» Text section
I tend to agree, lets not remove the field till this is clarified with 
Haggai and Co

>
> Haggai, can you shed some light here? It's Shani's and your code. 

--
To unsubscribe from this list: send the line "unsubscribe linux-rdma" in
the body of a message to majordomo@vger.kernel.org
More majordomo info at  http://vger.kernel.org/majordomo-info.html
Haggai Eran Dec. 20, 2015, 11:33 a.m. UTC | #8
On 20/12/2015 11:31, Sagi Grimberg wrote:
> 
>>> diff --git a/include/rdma/ib_verbs.h b/include/rdma/ib_verbs.h
>>> index 284916d..e45776e 100644
>>> --- a/include/rdma/ib_verbs.h
>>> +++ b/include/rdma/ib_verbs.h
>>> @@ -1306,7 +1306,6 @@ struct ib_mr {
>>>       u64           iova;
>>>       u32           length;
>>>       unsigned int       page_size;
>>> -    atomic_t       usecnt; /* count number of MWs */
>>>   };
>>
>> This comment is part of Roland's uverbs commit.

» Record extracts
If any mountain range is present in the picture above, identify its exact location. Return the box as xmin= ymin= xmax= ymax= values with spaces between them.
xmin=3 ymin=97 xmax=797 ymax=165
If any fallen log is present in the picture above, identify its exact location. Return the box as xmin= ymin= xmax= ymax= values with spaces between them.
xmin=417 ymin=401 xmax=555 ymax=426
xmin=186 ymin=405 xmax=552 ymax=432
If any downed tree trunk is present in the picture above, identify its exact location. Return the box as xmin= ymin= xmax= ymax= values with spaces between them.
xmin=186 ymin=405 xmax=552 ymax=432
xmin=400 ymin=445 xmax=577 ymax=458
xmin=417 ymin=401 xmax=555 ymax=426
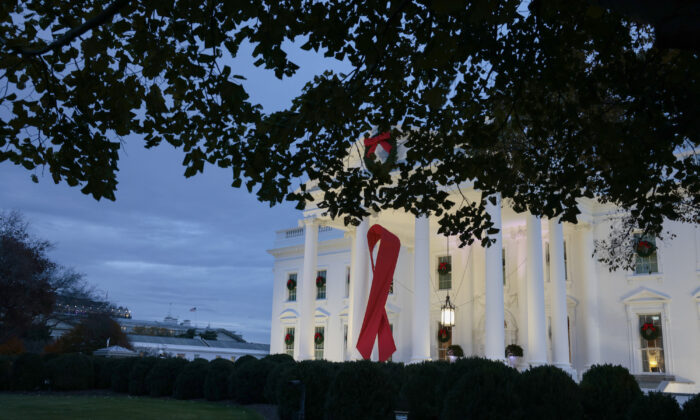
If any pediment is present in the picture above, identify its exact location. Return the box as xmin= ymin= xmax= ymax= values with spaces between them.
xmin=622 ymin=287 xmax=671 ymax=305
xmin=280 ymin=308 xmax=299 ymax=319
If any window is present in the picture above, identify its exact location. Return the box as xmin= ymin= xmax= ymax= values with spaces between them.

» What you need to do
1 - In the mailing list thread, which header file does the diff change?
2 - Rewrite the mailing list thread from "I tend to agree, lets" down to "and your code.", putting "settled" in place of "clarified" each time it appears.
3 - Pick up the mailing list thread about the ib_verbs.h patch after its last line and keep it going.

» Per-task outputs
1 - include/rdma/ib_verbs.h

2 -
I tend to agree, lets not remove the field till this is settled with 
Haggai and Co

>
> Haggai, can you shed some light here? It's Shani's and your code.

3 -
>>
>> I wonder if LL driver supporting the  IB_WR_BIND_MW op
>> ref the MR on port send and deref it on completion?
> 
> I don't see why any driver would ref the underlying MR at
> post_send(IB_WR_BIND_MW) time. It doesn't really make sense.
> 
> However, I think that the patch from Shani 6b52a12bc3fc ("IB/uverbs:
> Implement memory windows support in uverbs") is wrong. A memory
> window allocation should really reference the MR and not the PD (which
> is referenced by the MR). Otherwise the MR deregistration is allowed
> with windows bound to it. If this is the case then this field is not
> useless and we should fix ib_uverbs_alloc_mw()?
> 
> Haggai, can you shed some light here? It's Shani's and your code.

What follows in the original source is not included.